**INSTRUCTION**
Reproduce the listing below verbatim, from the line containing "of the concrete" down to the final line of the listing, including both ends.

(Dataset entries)
:::::
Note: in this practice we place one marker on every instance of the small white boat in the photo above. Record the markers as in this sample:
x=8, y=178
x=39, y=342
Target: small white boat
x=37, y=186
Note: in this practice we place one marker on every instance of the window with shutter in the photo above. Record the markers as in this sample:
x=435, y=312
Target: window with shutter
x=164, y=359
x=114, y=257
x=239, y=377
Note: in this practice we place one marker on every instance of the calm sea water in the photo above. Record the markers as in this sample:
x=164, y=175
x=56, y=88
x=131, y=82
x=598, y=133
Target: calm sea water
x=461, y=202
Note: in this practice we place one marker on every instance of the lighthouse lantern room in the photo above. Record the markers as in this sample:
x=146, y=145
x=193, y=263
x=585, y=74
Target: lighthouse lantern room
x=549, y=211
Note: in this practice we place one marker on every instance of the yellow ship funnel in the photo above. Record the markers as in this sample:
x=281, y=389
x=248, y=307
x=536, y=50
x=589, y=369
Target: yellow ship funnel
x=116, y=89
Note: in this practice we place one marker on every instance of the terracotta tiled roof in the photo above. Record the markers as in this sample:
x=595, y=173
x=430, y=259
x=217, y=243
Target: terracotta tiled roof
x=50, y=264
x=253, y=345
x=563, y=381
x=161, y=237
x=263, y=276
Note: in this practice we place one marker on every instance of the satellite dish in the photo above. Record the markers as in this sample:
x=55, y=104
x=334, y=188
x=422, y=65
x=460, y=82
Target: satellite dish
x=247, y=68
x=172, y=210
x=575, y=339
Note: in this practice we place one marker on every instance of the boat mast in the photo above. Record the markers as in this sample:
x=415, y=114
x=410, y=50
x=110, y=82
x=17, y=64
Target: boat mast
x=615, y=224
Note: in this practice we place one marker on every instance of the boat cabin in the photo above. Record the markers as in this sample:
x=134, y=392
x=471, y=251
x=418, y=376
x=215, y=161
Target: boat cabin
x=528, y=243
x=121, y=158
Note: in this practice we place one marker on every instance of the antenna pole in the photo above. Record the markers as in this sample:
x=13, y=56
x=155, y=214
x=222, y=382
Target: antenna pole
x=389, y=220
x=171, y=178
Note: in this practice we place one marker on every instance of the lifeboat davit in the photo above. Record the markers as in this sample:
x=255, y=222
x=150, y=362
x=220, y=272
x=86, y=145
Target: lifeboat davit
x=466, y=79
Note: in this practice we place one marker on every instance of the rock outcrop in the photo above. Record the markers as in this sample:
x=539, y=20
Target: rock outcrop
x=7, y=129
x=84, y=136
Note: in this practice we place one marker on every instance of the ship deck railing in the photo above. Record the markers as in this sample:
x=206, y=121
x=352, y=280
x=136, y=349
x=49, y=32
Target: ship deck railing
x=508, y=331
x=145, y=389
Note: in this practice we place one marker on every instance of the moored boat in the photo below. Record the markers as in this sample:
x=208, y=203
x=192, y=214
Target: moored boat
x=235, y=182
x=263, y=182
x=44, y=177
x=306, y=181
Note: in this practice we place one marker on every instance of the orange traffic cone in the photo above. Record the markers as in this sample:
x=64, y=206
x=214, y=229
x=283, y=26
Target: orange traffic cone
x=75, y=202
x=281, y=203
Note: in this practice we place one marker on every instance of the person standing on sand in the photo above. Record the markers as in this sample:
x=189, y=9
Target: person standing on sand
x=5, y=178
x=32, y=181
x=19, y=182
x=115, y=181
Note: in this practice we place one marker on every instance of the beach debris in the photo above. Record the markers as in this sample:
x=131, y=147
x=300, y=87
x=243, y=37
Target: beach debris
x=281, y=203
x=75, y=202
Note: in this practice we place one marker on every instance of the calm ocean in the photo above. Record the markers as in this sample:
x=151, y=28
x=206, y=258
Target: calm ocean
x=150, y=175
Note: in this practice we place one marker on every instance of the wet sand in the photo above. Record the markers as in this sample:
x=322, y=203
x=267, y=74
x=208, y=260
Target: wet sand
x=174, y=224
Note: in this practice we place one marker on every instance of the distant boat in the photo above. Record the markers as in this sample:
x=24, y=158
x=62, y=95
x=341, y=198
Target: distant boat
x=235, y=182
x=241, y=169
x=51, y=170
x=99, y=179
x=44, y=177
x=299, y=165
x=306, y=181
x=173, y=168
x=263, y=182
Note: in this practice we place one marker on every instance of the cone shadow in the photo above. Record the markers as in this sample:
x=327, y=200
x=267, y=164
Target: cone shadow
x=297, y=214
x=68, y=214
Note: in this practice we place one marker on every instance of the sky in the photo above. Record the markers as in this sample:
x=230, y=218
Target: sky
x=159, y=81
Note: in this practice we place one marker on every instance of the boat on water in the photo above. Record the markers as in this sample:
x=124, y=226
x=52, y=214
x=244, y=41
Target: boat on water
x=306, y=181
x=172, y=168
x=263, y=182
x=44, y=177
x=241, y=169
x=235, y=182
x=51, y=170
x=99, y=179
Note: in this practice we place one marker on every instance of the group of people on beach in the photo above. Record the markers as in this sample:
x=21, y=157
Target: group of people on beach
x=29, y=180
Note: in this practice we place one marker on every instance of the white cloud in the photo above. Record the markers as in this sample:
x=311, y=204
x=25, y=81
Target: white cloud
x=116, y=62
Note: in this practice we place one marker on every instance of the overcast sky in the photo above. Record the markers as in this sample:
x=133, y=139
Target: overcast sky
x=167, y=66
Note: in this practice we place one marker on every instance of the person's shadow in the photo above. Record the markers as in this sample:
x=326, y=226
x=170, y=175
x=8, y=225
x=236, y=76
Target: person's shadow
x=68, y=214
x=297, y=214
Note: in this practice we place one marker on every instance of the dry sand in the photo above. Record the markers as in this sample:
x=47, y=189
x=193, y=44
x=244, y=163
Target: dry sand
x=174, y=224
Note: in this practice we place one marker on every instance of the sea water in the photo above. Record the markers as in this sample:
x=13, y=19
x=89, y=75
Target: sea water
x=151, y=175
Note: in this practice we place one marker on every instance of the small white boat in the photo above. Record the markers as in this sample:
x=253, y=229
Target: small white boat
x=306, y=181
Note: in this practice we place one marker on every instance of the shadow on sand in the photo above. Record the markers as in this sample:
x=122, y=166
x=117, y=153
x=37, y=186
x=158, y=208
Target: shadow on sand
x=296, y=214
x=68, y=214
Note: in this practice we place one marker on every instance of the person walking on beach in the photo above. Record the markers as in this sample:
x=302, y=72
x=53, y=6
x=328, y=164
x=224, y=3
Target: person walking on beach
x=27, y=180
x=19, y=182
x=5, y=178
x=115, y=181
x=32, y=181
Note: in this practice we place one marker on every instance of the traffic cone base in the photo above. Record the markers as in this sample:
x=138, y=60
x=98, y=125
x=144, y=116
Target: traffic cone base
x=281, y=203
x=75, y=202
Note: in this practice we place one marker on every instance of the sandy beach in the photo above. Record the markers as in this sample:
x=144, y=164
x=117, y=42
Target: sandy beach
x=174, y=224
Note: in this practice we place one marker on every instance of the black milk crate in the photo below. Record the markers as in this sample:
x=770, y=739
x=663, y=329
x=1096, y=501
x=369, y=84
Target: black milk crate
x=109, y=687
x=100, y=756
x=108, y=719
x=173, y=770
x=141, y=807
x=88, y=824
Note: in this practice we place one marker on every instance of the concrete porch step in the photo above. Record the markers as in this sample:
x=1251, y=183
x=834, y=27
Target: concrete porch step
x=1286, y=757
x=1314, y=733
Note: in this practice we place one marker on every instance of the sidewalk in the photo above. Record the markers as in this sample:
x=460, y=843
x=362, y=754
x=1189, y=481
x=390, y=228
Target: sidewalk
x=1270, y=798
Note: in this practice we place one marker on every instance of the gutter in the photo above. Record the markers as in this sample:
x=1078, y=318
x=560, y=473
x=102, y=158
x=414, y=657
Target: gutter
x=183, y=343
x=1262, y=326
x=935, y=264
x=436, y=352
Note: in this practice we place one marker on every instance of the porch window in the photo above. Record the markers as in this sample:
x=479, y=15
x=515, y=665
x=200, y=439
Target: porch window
:::::
**ANSWER FOR THE TASK**
Note: in this practice we place one marker on every instance of the concrete porch step in the photo above. Record the markers as in this sample:
x=1251, y=183
x=834, y=27
Target: concrete porch step
x=1286, y=757
x=1314, y=733
Note: in this practice we place one marker on every instance of the sidewalk in the photo above. Record the markers as in this sample:
x=460, y=843
x=362, y=754
x=1189, y=481
x=390, y=228
Target: sidewalk
x=1270, y=798
Note: in this practice we place one marker on every instance of the gutter in the photo above. Record the markers as in this sample:
x=1078, y=318
x=560, y=473
x=102, y=158
x=414, y=657
Target: gutter
x=183, y=343
x=1262, y=326
x=935, y=264
x=436, y=352
Note: in this practice we place one marker on every instance of the porch window in the photo above. Record the markers as in this sample:
x=479, y=15
x=515, y=665
x=200, y=439
Target: porch window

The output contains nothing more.